Check every line of the data and copy the ones where "wooden" appears.

Start of GIVEN DATA

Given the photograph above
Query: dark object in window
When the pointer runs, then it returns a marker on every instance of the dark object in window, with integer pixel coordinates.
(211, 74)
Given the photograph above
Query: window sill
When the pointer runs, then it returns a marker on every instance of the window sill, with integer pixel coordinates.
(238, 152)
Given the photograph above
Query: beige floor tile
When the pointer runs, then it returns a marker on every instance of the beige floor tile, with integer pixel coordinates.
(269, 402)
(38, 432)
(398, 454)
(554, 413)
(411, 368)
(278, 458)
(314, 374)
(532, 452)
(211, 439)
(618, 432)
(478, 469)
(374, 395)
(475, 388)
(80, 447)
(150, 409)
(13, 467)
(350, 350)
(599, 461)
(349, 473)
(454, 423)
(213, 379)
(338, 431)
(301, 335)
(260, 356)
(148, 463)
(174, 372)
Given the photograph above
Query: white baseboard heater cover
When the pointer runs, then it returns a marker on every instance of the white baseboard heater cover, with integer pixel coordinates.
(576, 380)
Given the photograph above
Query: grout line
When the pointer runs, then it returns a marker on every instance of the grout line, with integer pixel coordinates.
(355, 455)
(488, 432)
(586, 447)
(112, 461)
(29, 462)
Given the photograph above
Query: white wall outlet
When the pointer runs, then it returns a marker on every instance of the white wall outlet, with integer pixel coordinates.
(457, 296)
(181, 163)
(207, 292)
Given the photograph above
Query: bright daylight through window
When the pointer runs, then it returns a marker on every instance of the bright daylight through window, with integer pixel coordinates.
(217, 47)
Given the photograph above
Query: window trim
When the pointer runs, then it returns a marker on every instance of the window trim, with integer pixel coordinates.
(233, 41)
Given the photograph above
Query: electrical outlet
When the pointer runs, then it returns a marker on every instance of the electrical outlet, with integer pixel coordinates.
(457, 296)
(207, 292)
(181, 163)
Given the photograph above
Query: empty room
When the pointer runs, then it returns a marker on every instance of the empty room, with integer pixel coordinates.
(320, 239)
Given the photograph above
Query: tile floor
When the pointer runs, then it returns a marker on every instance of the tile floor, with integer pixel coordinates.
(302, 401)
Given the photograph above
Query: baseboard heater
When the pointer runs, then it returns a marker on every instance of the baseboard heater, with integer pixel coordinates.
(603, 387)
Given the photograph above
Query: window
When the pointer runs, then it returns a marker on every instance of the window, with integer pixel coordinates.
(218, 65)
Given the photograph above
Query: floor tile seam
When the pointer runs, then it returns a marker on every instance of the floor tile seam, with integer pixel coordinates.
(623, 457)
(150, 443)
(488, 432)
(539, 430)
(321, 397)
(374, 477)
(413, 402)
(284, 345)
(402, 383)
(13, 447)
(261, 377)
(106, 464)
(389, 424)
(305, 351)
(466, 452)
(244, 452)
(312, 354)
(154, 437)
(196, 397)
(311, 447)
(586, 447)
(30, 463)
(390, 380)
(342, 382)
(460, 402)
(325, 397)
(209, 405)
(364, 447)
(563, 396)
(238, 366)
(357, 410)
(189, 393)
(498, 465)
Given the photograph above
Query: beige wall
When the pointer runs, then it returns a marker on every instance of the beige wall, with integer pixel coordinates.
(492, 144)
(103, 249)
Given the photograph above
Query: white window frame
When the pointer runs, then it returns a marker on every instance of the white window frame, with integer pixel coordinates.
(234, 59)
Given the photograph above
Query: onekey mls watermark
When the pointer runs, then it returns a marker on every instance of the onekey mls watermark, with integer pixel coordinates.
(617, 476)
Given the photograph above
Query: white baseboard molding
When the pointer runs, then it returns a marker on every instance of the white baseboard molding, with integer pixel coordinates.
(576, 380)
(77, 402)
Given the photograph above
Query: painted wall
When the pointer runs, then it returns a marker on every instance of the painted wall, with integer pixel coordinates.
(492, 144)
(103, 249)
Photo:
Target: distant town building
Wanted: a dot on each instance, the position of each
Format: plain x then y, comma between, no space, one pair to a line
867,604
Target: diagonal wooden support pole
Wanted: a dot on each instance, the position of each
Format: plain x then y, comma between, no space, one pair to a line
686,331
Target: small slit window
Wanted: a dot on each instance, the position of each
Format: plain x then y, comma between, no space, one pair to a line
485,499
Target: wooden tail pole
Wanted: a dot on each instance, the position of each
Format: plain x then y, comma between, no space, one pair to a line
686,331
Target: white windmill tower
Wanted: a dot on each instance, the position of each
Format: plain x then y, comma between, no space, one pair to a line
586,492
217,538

End of GIVEN DATA

• SOLUTION TO THIS EXERCISE
Target: diagonal wooden support pole
Target: wooden tail pole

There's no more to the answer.